## start Text excerpt

Posted on Aug 24, 2006

Off the Beaten Path

If you live and die by status, if the name Harvard, Yale, Stanford or Penn must hang etched in sheepskin on your wall, then read no further. There is nothing we can do for you here. The demographic bulge of college-age students has made the journey to a top-tier campus the most arduous, angst-ridden an 18-year-old can make.


“If you decide that there's only one place to go to college and it's Harvard, you are setting yourself up for rejection,” says Barmak Nassirian, associate executive director for the American Association of Collegiate Registrars and Admissions Officers.


There are more than 2,500 four-year colleges and universities in the United States – an educational landscape unmatched anywhere in the world – yet only 25 or so of the usual suspects end up on high school seniors' lists. Higher education experts have this message for those squabbling over a handful of spots: you're probably not going to room with the next president anyway. Pay less attention to prestige and more to “fit” – the marriage of interests and comfort level with factors like campus size, access to professors, instruction philosophy. In their caliber of undergraduate teaching, many lesser-known campuses, in their opinion, are on equal or near-equal footing with brand-name universities, and in some ways are more three-dimensional.


“My view is that there is a very modest to zero correlation between general academic prestige and the quality of undergraduate experience available to students,” says Lee S. Shulman, president of the Carnegie Foundation for the Advancement of Teaching. “Those seeking hidden gems are very wise, especially if they are committed to coming to a campus and becoming very active students, taking advantage of faculty office hours, undergrad research experiences and the like.”


Colleges, too, want a more prominent seat at the national admissions table, and have been building up campuses, luring new faculty members and trying to raise academic standards.


“The difference in faculty quality between institutions is much smaller than ever,” Mr. Shulman says, “and the opportunities for students in smaller, less prestigious institutions has never been greater.”

## end Text excerpt

| Requirement A |
Please find each line in the records below that contains the word "pavement" and copy those lines. Case counts.

## start Record set

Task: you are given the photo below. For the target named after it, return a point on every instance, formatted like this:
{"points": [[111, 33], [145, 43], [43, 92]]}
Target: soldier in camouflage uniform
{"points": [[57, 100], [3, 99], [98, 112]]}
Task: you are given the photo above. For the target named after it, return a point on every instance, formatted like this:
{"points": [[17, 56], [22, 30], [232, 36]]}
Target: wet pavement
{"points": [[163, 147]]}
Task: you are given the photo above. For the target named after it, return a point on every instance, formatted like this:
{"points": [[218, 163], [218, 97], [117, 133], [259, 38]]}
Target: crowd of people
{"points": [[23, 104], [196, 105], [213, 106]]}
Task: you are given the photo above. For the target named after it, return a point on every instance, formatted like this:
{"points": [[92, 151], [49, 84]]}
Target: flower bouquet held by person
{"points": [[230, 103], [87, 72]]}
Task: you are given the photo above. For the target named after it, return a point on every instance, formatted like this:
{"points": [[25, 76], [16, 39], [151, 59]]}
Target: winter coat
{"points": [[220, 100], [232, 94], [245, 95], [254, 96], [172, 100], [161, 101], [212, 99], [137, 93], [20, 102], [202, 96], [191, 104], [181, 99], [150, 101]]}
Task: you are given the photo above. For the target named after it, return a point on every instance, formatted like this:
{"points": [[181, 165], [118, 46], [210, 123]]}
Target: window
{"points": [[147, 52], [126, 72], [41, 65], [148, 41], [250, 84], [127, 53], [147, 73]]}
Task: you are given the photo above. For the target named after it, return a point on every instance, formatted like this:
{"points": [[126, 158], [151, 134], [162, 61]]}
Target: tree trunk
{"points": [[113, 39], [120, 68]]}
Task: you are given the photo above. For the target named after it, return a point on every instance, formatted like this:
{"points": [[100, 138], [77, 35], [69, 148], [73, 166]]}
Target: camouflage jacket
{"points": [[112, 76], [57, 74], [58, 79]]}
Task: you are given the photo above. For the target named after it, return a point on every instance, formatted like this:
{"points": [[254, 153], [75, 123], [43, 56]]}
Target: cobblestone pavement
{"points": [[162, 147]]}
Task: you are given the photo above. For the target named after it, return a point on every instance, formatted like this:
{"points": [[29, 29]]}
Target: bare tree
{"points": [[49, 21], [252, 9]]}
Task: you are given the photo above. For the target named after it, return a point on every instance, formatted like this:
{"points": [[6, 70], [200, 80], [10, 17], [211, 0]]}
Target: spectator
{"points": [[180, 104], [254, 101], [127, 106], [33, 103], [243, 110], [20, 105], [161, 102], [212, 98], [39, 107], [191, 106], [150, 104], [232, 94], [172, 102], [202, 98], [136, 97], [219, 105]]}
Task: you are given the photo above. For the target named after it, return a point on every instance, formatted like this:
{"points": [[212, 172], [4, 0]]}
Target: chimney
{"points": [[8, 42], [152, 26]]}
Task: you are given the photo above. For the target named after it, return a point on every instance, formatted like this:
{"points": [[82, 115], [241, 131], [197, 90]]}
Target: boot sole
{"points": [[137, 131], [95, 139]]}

## end Record set

| Requirement B |
Return everything in the college admissions article above from "Posted on Aug" down to "and Admissions Officers.", copied word for word.

| Expected answer A |
Target: wet pavement
Target: cobblestone pavement

| Expected answer B |
Posted on Aug 24, 2006

Off the Beaten Path

If you live and die by status, if the name Harvard, Yale, Stanford or Penn must hang etched in sheepskin on your wall, then read no further. There is nothing we can do for you here. The demographic bulge of college-age students has made the journey to a top-tier campus the most arduous, angst-ridden an 18-year-old can make.


“If you decide that there's only one place to go to college and it's Harvard, you are setting yourself up for rejection,” says Barmak Nassirian, associate executive director for the American Association of Collegiate Registrars and Admissions Officers.